__Work request__:
Produce a copy of every line in the records that holds the string "blue".
[[ Provided records, beginning ]]
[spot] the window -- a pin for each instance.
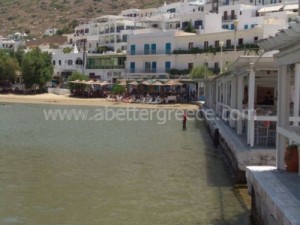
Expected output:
(185, 24)
(78, 61)
(198, 24)
(228, 43)
(132, 67)
(241, 41)
(146, 49)
(153, 48)
(217, 44)
(132, 49)
(168, 48)
(153, 67)
(205, 44)
(147, 67)
(167, 66)
(216, 66)
(190, 66)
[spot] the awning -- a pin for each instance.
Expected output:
(291, 7)
(270, 8)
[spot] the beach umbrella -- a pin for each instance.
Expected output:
(75, 82)
(104, 83)
(133, 83)
(145, 82)
(91, 82)
(173, 83)
(157, 83)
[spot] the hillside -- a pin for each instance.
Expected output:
(35, 16)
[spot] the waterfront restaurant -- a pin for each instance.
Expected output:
(245, 99)
(274, 191)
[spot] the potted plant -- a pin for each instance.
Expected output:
(291, 158)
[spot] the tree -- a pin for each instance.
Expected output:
(8, 67)
(37, 68)
(67, 50)
(190, 28)
(200, 71)
(77, 76)
(118, 89)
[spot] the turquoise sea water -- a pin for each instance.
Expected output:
(110, 172)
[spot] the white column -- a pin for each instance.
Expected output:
(251, 93)
(115, 36)
(240, 95)
(233, 100)
(217, 96)
(297, 92)
(282, 113)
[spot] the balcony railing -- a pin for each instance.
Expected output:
(229, 18)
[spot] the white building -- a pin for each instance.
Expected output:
(50, 31)
(274, 191)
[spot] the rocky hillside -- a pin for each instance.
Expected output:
(35, 16)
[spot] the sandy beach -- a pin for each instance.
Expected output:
(66, 100)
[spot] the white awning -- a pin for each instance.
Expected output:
(270, 8)
(291, 7)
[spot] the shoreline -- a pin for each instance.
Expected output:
(53, 99)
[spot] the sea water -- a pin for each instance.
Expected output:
(81, 172)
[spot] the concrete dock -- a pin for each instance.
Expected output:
(275, 196)
(238, 153)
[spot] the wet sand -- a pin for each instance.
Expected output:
(66, 100)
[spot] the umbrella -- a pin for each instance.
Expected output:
(76, 82)
(90, 82)
(173, 83)
(145, 82)
(104, 83)
(157, 83)
(133, 83)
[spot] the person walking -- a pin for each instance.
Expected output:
(184, 120)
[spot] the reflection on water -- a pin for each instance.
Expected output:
(110, 172)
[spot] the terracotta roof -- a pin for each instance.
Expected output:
(58, 40)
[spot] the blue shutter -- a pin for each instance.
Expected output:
(168, 48)
(132, 67)
(153, 48)
(153, 67)
(132, 49)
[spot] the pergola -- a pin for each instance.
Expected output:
(287, 41)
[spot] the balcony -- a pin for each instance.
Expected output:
(228, 18)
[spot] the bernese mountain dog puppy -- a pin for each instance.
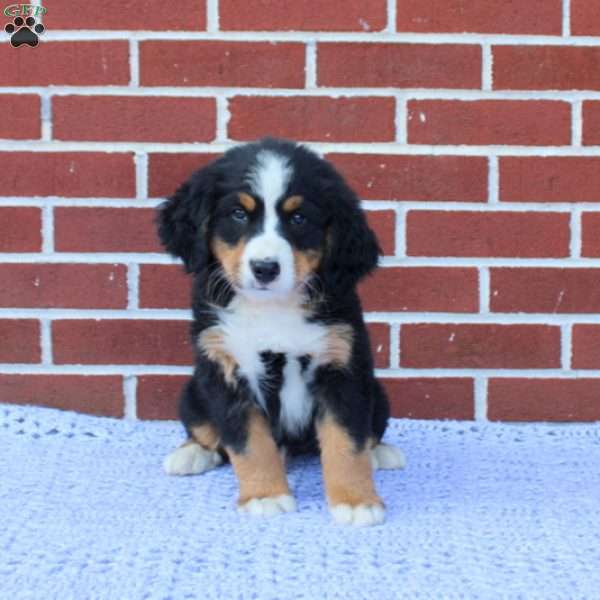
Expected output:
(276, 243)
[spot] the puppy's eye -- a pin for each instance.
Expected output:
(297, 219)
(239, 214)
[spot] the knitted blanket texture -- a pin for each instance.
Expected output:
(481, 511)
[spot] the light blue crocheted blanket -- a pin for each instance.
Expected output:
(481, 511)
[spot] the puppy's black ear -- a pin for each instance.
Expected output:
(351, 250)
(183, 220)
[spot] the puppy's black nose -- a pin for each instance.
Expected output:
(265, 271)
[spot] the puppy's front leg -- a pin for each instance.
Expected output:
(260, 469)
(343, 431)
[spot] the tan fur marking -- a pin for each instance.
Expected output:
(292, 203)
(206, 436)
(230, 257)
(259, 468)
(347, 472)
(306, 262)
(339, 346)
(247, 201)
(212, 342)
[[ Provided records, end ]]
__Result below__:
[spot] the blue shutter -- a pin for each instance.
[spot] the light blue crocheted blanket -- a pin for each instance.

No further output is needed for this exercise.